Supplied passage =
That lack of trust might run even deeper than the police department’s shortcomings.

“I look at my immigrant population, and if I came from Mexico or some other Latin American country, I wouldn’t trust the cops,” Powers says. “I get that. We have illegal immigrants and they’re afraid to interact. As a country, I don’t know that we do a good job – we don’t really do the melting pot thing anymore.”

Resources to help are too few and far between, Powers says. He met with U.S. immigration officials, who told him to encourage King City immigrants to visit the office in Salinas: “For my folks who work in the fields from 6 in the morning to 6 at night, that might as well be on the moon,” he says.

None of this comes as a surprise to Michael Harpold, a retired border patrol agent who spent 35 years working for Immigration and Naturalization Services, mostly in Bakersfield. He recently wrote a book called Jumping the Line, a fictionalized account of illegal border crossings.

Harpold recalls something a friend used to say: “Show me people in need, and I’ll show you people making money.”

Poor, undocumented non-English-speakers qualify. But many are also breaking the law.

Mary Hamilton grew up in King City, and moved away for 25 years before returning in 2012 to run her dad’s property company. An unlicensed driver crashed into a building they own – leaving Hamilton’s insurance on the hook for repairs. “If you can’t afford the insurance on your car, you really shouldn’t be in a position to drive,” she says.

Similar tensions came to a head in nearby Greenfield, where retired Police Chief Joe Grebmeier – who’s lived in King City since 1977 – got caught up in a politically charged battle over whether police should educate or enforce among an influx of new immigrants from Mexico.

Grebmeier used to hold community meetings aimed at helping the Oaxacan community get looped in on local laws. That effort deteriorated as opponents wanted more of a crackdown on building code violations, like cars parked on lawns and multiple families living in too-small apartments. Leonard Dart, who narrowly lost a 2012 challenge to Mayor John Huerta, said, “I’m running because our town is looking like a third world city.”

Powers says King City might try to imitate what Greenfield did with educating immigrants, but Grebmeier says these arrests are likely to undermine those efforts: “One step forward, two steps back. It takes years to earn trust and minutes to lose it.”

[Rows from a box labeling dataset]
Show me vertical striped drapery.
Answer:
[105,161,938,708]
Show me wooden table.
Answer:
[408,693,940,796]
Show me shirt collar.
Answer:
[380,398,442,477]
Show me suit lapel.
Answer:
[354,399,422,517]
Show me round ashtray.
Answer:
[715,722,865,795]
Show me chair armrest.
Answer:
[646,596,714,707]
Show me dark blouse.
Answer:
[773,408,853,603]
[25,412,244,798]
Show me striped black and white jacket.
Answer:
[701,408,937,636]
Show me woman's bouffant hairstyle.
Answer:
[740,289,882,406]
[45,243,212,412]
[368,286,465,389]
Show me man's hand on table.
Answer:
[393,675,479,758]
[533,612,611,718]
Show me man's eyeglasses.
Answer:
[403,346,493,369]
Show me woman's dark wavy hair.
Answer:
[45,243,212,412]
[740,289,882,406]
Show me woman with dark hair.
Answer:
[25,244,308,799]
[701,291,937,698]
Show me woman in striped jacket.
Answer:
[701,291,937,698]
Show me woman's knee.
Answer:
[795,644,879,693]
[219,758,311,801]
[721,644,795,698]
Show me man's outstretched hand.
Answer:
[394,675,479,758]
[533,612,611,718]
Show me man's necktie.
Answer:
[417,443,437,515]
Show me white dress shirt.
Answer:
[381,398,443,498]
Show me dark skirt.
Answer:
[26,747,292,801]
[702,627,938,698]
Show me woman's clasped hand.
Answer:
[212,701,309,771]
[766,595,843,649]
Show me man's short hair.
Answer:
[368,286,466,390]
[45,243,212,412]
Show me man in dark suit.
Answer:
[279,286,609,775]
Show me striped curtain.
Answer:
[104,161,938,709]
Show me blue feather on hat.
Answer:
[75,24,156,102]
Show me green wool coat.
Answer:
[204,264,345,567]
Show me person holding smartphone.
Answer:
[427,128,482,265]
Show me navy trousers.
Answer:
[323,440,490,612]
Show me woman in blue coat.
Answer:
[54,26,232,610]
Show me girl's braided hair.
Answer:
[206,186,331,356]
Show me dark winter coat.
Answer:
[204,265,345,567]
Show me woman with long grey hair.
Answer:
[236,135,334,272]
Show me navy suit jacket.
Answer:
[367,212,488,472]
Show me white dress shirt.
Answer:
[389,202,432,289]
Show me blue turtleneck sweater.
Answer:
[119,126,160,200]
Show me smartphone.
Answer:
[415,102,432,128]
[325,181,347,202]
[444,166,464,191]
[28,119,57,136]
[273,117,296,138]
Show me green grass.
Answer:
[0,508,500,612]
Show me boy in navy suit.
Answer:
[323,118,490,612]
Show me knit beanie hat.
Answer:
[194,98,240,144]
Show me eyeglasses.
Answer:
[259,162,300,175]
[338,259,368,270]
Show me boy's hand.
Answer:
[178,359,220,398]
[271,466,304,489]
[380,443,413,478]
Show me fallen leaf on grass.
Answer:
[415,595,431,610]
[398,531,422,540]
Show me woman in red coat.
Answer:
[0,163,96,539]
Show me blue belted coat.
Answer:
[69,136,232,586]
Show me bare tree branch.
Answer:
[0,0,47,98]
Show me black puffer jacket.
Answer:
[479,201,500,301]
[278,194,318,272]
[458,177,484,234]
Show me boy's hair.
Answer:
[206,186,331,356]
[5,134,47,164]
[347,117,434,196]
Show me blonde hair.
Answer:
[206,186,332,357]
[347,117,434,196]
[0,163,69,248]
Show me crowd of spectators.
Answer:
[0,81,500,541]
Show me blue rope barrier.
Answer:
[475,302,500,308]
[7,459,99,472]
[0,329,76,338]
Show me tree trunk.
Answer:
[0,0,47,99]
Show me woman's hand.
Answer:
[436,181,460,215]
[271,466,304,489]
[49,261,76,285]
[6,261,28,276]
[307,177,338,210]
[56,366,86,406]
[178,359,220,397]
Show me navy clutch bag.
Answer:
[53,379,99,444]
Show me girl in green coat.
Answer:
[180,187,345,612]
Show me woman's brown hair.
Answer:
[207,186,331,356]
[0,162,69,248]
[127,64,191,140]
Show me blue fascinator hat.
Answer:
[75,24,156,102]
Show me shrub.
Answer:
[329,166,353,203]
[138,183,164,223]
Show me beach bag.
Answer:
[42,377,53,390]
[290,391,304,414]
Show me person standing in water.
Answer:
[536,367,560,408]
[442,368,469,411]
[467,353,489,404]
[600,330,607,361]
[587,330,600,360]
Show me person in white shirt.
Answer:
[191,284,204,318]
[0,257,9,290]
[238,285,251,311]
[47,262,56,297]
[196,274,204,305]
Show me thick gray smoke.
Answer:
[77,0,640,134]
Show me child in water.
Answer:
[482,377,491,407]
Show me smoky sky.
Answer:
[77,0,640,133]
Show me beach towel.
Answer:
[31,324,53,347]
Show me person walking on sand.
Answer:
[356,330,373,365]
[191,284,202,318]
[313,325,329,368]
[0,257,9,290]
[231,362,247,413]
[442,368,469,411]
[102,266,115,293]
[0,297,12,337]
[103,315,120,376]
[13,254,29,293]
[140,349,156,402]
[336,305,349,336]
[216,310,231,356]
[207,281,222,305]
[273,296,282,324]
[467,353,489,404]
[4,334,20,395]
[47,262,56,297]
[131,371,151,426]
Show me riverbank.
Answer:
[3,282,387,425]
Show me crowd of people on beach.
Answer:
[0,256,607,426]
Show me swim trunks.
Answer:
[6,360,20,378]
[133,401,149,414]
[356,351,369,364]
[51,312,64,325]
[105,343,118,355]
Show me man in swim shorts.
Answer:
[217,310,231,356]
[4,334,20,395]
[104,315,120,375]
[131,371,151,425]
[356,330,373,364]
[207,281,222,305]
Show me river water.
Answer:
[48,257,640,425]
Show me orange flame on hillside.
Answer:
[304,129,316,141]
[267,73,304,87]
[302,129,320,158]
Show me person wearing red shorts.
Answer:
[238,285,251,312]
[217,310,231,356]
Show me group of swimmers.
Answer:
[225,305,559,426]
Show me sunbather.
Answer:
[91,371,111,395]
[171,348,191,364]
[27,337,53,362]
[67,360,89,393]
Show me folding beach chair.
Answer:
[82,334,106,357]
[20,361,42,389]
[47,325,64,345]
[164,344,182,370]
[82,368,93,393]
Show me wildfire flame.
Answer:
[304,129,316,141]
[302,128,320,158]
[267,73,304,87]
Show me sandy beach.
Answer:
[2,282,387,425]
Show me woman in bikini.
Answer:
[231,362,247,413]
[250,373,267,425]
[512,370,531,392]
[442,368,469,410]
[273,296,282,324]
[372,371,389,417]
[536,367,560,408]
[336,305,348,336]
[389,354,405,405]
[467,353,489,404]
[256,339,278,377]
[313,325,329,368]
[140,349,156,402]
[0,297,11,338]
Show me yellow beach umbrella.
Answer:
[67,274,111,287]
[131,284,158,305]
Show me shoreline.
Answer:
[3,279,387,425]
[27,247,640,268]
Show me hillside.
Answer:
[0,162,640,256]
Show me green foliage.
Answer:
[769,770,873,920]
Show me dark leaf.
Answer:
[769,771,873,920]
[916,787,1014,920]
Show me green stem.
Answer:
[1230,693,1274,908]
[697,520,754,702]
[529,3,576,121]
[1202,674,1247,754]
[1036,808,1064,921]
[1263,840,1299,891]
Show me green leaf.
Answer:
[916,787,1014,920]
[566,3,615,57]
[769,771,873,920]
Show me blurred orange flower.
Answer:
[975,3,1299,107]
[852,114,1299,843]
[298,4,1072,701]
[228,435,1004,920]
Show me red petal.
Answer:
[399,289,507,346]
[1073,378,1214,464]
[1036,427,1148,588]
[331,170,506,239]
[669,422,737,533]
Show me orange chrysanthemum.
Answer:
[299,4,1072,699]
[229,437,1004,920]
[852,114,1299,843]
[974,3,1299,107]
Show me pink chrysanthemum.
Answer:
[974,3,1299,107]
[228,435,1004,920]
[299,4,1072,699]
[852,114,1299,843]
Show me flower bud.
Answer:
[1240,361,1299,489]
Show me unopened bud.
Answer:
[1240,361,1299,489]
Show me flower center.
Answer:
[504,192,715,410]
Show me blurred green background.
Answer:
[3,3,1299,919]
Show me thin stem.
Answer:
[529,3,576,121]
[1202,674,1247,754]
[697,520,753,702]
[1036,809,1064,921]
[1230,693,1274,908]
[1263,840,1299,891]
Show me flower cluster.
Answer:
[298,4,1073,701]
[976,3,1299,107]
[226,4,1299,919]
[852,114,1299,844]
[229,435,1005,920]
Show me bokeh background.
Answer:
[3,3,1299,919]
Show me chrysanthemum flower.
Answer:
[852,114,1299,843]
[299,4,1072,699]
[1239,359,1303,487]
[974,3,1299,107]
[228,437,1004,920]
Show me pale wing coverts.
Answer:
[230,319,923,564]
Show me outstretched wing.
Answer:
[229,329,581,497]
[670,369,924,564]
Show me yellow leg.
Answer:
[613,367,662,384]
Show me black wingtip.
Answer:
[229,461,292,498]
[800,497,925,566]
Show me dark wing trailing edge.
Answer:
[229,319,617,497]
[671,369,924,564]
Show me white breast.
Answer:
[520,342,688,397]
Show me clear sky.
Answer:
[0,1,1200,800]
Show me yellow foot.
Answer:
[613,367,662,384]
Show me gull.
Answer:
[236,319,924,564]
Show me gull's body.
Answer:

Task to carry out = List every person named in the King City passage. Rely only on the text above.

Exercise response = Powers, Michael Harpold, Mary Hamilton, Joe Grebmeier, Leonard Dart, John Huerta